● **Prompt**:
Please render the entries below as a Markdown table with two columns, Row for the row number and Entry for the line, leaving out blank lines. Begin at the line that has "(format x=96, y=154)" and stop after the line that has "x=309, y=240".

● **Source data**:
═══

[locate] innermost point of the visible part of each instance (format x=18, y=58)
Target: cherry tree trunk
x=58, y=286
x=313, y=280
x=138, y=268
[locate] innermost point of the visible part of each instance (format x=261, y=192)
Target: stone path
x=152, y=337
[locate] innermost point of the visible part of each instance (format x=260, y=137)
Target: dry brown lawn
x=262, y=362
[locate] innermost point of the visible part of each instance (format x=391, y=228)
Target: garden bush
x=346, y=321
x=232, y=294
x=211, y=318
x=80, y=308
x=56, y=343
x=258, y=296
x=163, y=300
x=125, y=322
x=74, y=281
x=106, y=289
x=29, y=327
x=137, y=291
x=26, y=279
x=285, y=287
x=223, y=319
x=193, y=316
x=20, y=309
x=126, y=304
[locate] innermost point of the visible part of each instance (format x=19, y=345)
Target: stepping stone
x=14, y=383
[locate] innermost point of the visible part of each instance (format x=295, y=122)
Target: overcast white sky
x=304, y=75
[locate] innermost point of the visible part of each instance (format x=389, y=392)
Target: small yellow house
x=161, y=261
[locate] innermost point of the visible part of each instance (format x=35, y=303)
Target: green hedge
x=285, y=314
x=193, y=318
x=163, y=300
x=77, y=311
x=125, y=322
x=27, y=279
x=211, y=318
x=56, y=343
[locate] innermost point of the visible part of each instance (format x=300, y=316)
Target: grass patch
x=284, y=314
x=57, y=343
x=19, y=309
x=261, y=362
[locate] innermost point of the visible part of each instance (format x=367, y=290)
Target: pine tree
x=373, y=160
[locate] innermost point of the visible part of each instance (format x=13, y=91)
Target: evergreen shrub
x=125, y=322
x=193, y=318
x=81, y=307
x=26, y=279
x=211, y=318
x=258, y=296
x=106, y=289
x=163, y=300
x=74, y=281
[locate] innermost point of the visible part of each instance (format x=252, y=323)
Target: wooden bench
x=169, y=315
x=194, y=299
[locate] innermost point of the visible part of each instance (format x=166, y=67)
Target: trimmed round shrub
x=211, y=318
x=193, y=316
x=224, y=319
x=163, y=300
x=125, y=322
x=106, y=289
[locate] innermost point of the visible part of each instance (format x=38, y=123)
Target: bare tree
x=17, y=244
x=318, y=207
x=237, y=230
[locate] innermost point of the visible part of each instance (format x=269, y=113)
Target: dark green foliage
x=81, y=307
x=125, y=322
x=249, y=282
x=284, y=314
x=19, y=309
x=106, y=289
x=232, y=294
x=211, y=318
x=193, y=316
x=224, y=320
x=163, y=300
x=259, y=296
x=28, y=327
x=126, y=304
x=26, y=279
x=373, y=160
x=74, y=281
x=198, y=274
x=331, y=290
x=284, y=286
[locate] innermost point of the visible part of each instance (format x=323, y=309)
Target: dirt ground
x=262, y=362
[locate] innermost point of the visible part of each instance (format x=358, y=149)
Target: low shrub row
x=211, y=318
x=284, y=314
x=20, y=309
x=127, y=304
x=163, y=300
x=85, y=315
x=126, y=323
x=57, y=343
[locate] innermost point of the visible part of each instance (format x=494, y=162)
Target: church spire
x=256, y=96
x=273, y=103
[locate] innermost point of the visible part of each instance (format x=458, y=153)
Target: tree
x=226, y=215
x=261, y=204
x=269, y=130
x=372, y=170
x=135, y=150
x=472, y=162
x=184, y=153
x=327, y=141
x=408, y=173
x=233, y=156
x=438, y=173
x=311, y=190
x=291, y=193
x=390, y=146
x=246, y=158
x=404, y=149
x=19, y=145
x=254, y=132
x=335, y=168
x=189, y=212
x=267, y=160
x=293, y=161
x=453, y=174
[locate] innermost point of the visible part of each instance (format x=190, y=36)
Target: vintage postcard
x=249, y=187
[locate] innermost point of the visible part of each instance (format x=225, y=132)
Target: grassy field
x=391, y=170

═══

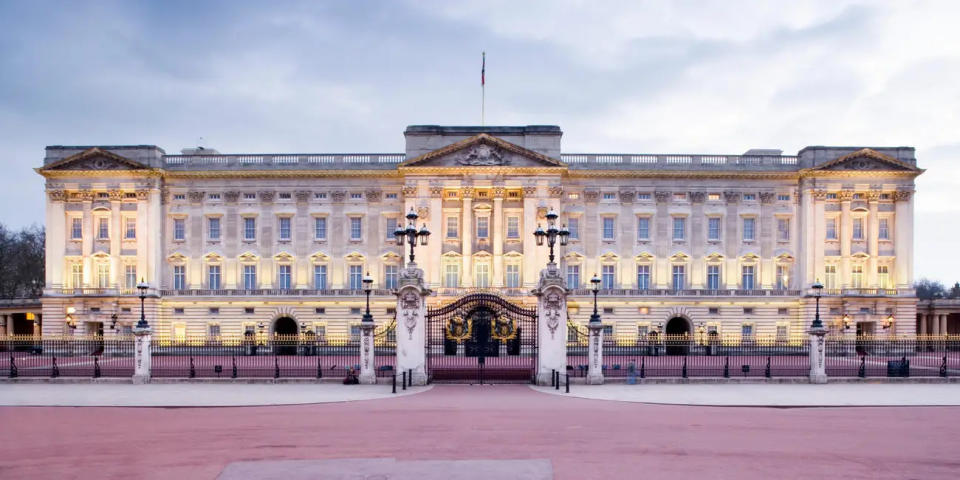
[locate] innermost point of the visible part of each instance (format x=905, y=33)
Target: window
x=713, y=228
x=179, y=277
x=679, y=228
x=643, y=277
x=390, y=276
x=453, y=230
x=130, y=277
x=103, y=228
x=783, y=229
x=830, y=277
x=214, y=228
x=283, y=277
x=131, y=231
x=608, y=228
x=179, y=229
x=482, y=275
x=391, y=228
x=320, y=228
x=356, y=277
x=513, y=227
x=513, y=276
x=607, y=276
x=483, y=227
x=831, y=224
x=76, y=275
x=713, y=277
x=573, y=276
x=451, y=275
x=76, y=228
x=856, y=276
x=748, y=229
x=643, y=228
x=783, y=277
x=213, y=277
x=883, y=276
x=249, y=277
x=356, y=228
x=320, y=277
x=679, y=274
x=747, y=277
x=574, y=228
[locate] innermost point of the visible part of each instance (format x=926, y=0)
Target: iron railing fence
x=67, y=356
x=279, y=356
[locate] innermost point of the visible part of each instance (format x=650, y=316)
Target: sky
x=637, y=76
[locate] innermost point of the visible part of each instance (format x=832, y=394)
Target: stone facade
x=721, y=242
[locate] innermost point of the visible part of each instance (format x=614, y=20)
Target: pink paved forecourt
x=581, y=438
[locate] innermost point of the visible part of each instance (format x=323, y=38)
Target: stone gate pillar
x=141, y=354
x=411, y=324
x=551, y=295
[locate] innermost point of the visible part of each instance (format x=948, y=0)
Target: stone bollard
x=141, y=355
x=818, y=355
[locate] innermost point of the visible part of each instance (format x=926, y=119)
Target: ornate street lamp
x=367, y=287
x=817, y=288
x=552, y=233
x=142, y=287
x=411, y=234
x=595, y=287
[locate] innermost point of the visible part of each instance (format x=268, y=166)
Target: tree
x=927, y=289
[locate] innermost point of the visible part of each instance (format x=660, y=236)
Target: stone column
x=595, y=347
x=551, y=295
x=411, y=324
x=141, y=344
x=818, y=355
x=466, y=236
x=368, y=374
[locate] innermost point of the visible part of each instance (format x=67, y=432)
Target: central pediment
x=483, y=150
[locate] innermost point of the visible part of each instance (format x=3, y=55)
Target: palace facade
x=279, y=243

═══

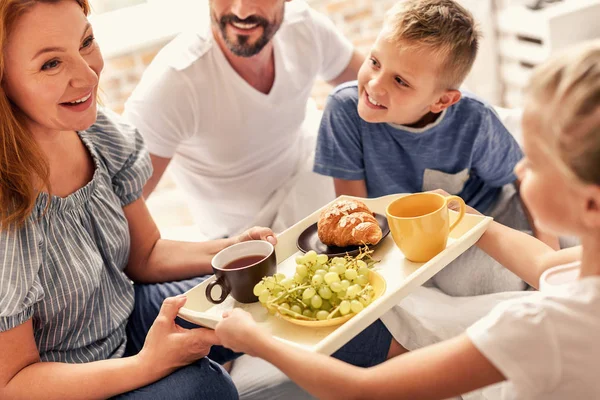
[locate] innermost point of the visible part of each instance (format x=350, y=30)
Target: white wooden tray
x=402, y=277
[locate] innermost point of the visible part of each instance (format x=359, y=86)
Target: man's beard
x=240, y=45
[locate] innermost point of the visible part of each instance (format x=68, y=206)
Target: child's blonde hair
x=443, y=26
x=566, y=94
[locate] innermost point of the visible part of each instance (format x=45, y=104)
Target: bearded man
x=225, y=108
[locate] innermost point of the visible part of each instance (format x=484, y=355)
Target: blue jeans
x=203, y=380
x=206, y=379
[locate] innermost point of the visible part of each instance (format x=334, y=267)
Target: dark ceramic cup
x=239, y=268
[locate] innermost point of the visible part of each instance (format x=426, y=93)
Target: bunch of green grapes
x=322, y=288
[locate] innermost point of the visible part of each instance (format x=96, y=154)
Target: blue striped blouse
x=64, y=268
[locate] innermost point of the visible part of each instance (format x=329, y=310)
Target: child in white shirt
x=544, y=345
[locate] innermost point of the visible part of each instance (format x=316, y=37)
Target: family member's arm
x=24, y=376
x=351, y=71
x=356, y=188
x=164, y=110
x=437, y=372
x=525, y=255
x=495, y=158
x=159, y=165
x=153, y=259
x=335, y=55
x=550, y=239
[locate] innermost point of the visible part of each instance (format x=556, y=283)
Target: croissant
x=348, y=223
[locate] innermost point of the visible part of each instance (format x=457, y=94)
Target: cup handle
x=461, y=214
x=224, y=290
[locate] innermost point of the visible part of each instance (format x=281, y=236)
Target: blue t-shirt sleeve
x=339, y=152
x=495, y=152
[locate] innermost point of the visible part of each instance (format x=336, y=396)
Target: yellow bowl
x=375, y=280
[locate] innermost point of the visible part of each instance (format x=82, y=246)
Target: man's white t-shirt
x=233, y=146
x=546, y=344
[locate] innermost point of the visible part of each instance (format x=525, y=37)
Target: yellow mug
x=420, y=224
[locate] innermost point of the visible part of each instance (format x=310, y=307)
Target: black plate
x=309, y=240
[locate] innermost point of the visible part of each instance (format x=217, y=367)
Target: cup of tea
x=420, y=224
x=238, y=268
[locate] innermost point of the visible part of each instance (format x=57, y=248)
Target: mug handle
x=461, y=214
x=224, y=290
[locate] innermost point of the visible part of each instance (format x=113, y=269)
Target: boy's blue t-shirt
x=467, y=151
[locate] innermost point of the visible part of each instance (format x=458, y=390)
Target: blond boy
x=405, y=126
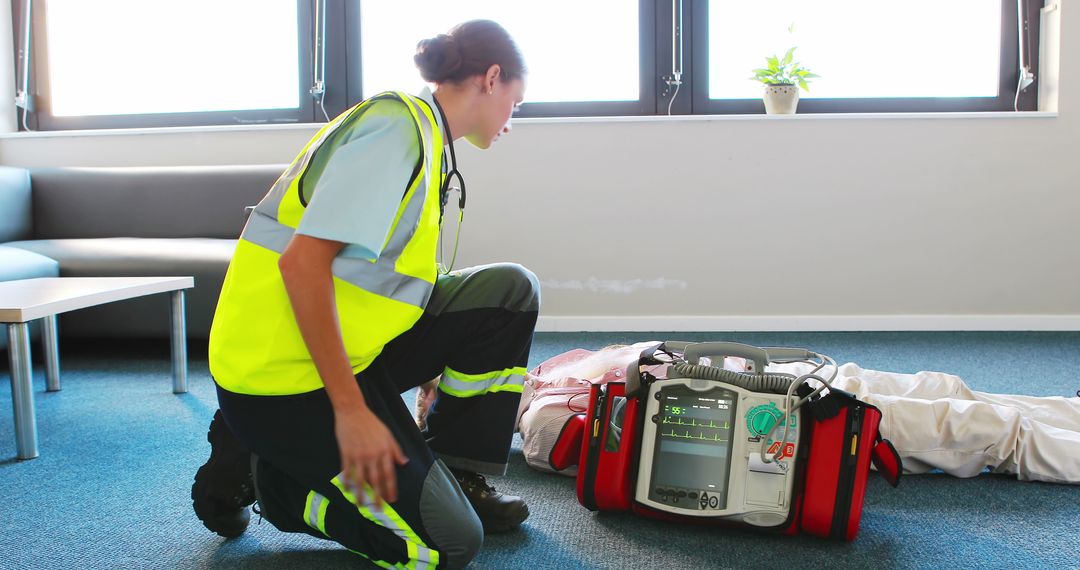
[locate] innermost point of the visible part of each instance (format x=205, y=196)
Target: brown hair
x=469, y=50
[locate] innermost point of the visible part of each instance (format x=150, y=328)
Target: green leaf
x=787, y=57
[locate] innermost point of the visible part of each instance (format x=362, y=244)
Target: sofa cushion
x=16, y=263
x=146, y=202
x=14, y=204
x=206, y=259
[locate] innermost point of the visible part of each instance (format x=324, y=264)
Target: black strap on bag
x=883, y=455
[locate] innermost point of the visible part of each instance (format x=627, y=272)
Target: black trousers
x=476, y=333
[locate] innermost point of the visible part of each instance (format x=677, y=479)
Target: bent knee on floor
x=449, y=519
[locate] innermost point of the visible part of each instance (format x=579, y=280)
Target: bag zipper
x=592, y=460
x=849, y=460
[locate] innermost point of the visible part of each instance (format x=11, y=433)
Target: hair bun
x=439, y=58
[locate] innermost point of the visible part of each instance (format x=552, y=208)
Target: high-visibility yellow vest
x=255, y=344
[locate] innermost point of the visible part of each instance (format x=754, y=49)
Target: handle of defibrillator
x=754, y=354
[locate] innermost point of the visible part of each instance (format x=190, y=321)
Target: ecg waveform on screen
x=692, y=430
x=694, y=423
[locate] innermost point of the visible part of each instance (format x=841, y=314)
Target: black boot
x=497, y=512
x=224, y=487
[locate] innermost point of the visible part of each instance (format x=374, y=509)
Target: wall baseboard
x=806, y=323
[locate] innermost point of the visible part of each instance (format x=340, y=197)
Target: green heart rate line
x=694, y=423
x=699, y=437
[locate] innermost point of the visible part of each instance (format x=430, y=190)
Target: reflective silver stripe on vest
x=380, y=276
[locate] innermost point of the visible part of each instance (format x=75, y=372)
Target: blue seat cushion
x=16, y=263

═══

● **Written response**:
| Row | Entry |
|---|---|
| 1 | [locate] innermost point of the visible part of each instance (format x=96, y=154) |
| 2 | Target: blue striped blouse |
| 3 | x=64, y=268 |
| 4 | [locate] innermost point of the visible part of each instance (format x=329, y=310) |
| 5 | Target: child in white shirt |
| 6 | x=544, y=345 |
| 7 | [locate] innermost point of the visible part of each instance (format x=316, y=37) |
| 8 | Target: family member's arm |
| 9 | x=24, y=376 |
| 10 | x=351, y=71 |
| 11 | x=356, y=188 |
| 12 | x=164, y=110 |
| 13 | x=437, y=372 |
| 14 | x=525, y=255 |
| 15 | x=495, y=158 |
| 16 | x=159, y=165 |
| 17 | x=153, y=259 |
| 18 | x=335, y=55 |
| 19 | x=550, y=239 |
| 20 | [locate] innermost point of the visible part of each instance (format x=556, y=283) |
| 21 | Target: croissant |
| 22 | x=348, y=223 |
| 23 | [locate] innermost point of the visible part of each instance (format x=457, y=94) |
| 24 | Target: cup handle |
| 25 | x=461, y=214 |
| 26 | x=224, y=290 |
| 27 | [locate] innermost point of the visible part of each instance (format x=281, y=236) |
| 28 | Target: blue t-shirt sleeve |
| 29 | x=339, y=152 |
| 30 | x=495, y=152 |
| 31 | [locate] innermost point of the visible part of each instance (format x=336, y=396) |
| 32 | Target: yellow bowl |
| 33 | x=375, y=280 |
| 34 | [locate] innermost point of the visible part of each instance (format x=82, y=246) |
| 35 | Target: man's white t-shirt |
| 36 | x=233, y=146 |
| 37 | x=546, y=344 |
| 38 | [locate] innermost point of the visible part of each instance (format x=525, y=37) |
| 39 | Target: yellow mug |
| 40 | x=420, y=224 |
| 41 | [locate] innermost point of the visible part of each instance (format x=310, y=307) |
| 42 | Target: black plate |
| 43 | x=309, y=240 |